§ **WORK INSTRUCTIONS**
Could you put every line of the rows below into a JSON list of strings, one string per line, leaving out blank lines and the pictures?

** start **

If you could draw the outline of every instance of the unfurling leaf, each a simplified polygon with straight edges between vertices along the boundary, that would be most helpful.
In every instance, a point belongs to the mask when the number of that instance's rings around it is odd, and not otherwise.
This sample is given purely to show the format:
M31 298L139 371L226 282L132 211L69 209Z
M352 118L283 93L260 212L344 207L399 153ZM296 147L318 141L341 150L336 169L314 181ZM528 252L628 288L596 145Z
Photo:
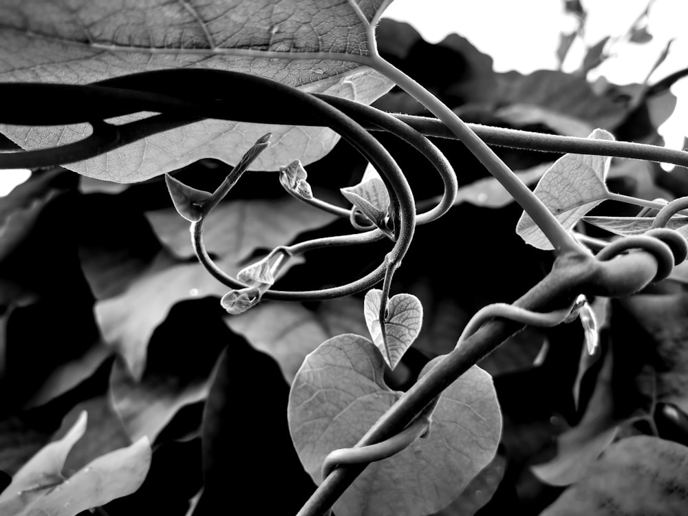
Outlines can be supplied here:
M384 369L368 339L347 334L323 343L299 370L289 396L289 429L317 483L327 454L354 445L400 396L385 384ZM370 464L335 503L335 513L419 516L439 510L494 458L501 426L492 378L474 365L440 396L429 435Z
M595 140L614 140L603 129L588 136ZM611 158L566 154L552 165L535 187L535 193L559 223L570 229L596 206L608 198L605 181ZM524 212L516 233L526 244L538 249L554 248L530 217Z
M210 192L197 190L165 174L165 184L177 213L189 222L197 222L203 217L203 203L211 197Z
M306 179L308 173L300 160L294 160L286 166L279 167L279 182L292 195L303 199L312 199L313 191Z
M688 448L638 436L610 446L541 516L685 514Z
M274 249L268 256L241 269L237 275L246 288L230 290L220 300L222 308L230 315L243 314L260 303L261 298L277 280L277 274L291 257L283 248Z
M389 210L389 193L374 169L369 166L360 183L354 186L341 189L340 191L371 222L390 238L394 238L394 235L387 227L387 222Z
M416 296L397 294L387 301L385 326L380 323L383 292L372 288L365 294L364 313L373 343L391 369L394 369L420 332L423 307Z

** end **

§ **RESULT OF THIS TASK**
[
  "If you could draw the outline of every instance of the unfurling leaf, each a simplified polygon with straight edges between vertices along the boundary, that would be most helpful.",
  "In every instance, a point belongs to the mask when the number of that instance's rings around it is odd, and not otherwise.",
  "This sample is given purely to show the format:",
  "M31 298L139 371L226 282L132 211L69 209Z",
  "M352 118L283 93L260 212L344 207L399 153ZM296 147L318 141L341 150L336 169L314 181ZM528 252L628 288L596 145Z",
  "Photo:",
  "Outlines can be supplied here:",
  "M384 369L368 339L347 334L323 343L299 370L289 396L289 429L317 483L327 454L354 445L400 396L385 384ZM370 464L335 503L335 513L419 516L439 510L494 458L501 426L492 378L474 365L440 396L429 435Z",
  "M595 140L614 140L603 129L588 136ZM611 158L566 154L552 165L535 187L535 193L559 223L570 229L596 206L608 198L605 181ZM524 212L516 233L526 244L538 249L554 248L530 217Z",
  "M210 192L197 190L165 174L165 184L177 213L189 222L197 222L203 217L203 203L211 197Z",
  "M306 179L308 173L300 160L294 160L286 166L279 167L279 182L292 195L303 199L312 199L313 191Z",
  "M688 448L638 436L610 446L541 516L685 514Z",
  "M274 249L268 256L241 269L237 275L246 288L230 290L220 300L222 308L230 315L243 314L260 303L261 298L277 280L277 274L291 257L283 248Z",
  "M389 210L389 193L374 169L369 166L360 183L354 186L341 189L340 191L371 222L390 238L394 238L394 235L387 227L387 222Z",
  "M416 296L397 294L387 301L385 326L380 323L383 292L372 288L365 294L364 313L373 343L391 369L394 369L420 332L423 307Z"
]